▶ Extract
'''

ESMT Open Lecture with Niall Ferguson: "Civilization: The West and the Rest"

ESMT Open Lecture with Niall Ferguson: "Civilization: The West and the Rest"

An ESMT Open Lecture in cooperation with the American Academy in Berlin’s Stephen M. Kellen Lecture Series and Ullstein Buchverlage

At this ESMT Open Lecture, Harvard professor Niall Ferguson discussed and debated issues raised in his latest book Civilization: The West and the Rest.

About the book

If in the year 1411 you had been able to circumnavigate the globe, you would have been most impressed by the dazzling civilizations of the Orient. The Forbidden City was under construction in Ming Beijing; in the Near East, the Ottomans were closing in on Constantinople.

By contrast, England would have struck you as a miserable backwater ravaged by plague, bad sanitation and incessant war. The other quarrelsome kingdoms of Western Europe - Aragon, Castile, France, Portugal and Scotland - would have seemed little better. As for fifteenth-century North America, it was an anarchic wilderness compared with the realms of the Aztecs and Incas. The idea that the West would come to dominate the Rest for most of the next half millennium would have struck you as wildly fanciful. And yet it happened.

What was it about the civilization of Western Europe that allowed it to trump the outwardly superior empires of the Orient? The answer, Niall Ferguson argues, was that the West developed six "killer applications" that the Rest lacked: competition, science, democracy, medicine, consumerism and the work ethic. The key question today is whether or not the West has lost its monopoly on these six things. If so, Ferguson warns, we may be living through the end of Western ascendancy.

'''

▶ Dataset entries
'''

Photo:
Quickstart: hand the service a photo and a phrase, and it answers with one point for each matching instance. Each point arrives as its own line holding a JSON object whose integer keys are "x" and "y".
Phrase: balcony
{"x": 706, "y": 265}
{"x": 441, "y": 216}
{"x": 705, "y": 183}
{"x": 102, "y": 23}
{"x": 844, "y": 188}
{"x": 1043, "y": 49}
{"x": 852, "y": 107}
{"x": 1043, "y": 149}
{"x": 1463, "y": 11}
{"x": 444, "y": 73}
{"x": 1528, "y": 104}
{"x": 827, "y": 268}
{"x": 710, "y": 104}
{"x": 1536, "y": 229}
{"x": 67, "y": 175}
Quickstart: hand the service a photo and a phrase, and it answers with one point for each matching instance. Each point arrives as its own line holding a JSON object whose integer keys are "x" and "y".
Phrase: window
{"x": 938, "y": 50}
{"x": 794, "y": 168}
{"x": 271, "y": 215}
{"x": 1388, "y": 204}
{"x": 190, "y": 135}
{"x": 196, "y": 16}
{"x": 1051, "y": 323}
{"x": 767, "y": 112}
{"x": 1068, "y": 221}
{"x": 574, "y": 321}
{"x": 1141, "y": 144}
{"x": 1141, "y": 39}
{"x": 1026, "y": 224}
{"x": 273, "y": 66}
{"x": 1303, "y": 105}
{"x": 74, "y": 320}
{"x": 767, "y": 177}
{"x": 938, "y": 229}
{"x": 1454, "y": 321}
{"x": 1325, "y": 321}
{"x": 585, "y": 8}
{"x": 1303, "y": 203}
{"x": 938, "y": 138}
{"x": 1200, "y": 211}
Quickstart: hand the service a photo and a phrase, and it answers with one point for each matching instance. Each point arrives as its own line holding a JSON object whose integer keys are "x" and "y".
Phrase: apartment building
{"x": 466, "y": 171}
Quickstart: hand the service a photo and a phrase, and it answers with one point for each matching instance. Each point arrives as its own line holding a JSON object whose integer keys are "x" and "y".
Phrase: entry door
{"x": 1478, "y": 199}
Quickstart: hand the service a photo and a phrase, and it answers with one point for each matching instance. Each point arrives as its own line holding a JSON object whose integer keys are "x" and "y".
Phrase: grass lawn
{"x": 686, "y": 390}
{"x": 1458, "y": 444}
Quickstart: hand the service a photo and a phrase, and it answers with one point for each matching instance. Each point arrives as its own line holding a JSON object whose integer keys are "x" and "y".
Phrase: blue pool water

'''

▶ Task instructions
1. Reproduce the part of the Niall Ferguson lecture announcement starting at "By contrast, England" and ending at "yet it happened.".
2. Write the next part of the Niall Ferguson lecture announcement, picking up after its last sentence.

▶ Expected responses
1.
By contrast, England would have struck you as a miserable backwater ravaged by plague, bad sanitation and incessant war. The other quarrelsome kingdoms of Western Europe - Aragon, Castile, France, Portugal and Scotland - would have seemed little better. As for fifteenth-century North America, it was an anarchic wilderness compared with the realms of the Aztecs and Incas. The idea that the West would come to dominate the Rest for most of the next half millennium would have struck you as wildly fanciful. And yet it happened.

2.
Civilization takes readers on their own extraordinary journey around the world - from the Grand Canal at Nanjing to the Topkapi Palace in Istanbul; from Machu Picchu in the Andes to Shark Island, Namibia; from the proud towers of Prague to the secret churches of Wenzhou. It is the story of sailboats, missiles, land deeds, vaccines, blue jeans and Chinese Bibles. It is the defining narrative of modern world history.

About the speaker

Niall Ferguson is Laurence A. Tisch Professor of History at Harvard University and William Ziegler Professor of Business Administration at Harvard Business School. He is also a Senior Research Fellow at Jesus College, Oxford University, and a Senior Fellow at the Hoover Institution, Stanford University. Born in Glasgow in 1964, Niall Ferguson graduated from Magdalen College with First Class Honors in 1985. After two years as a Hanseatic Scholar in Hamburg and Berlin, he took up a research fellowship at Christ’s College, Cambridge, in 1989, subsequently returning to Oxford where he was appointed professor of Political and Financial History in 2000. Two years later he left for the US where he took up the Herzog Chair in Financial History at the Stern Business School, New York University, before moving to Harvard in 2004.

Niall Ferguson is a regular contributor to press, television, and radio on both sides of the Atlantic and a prolific commentator on contemporary politics and economics.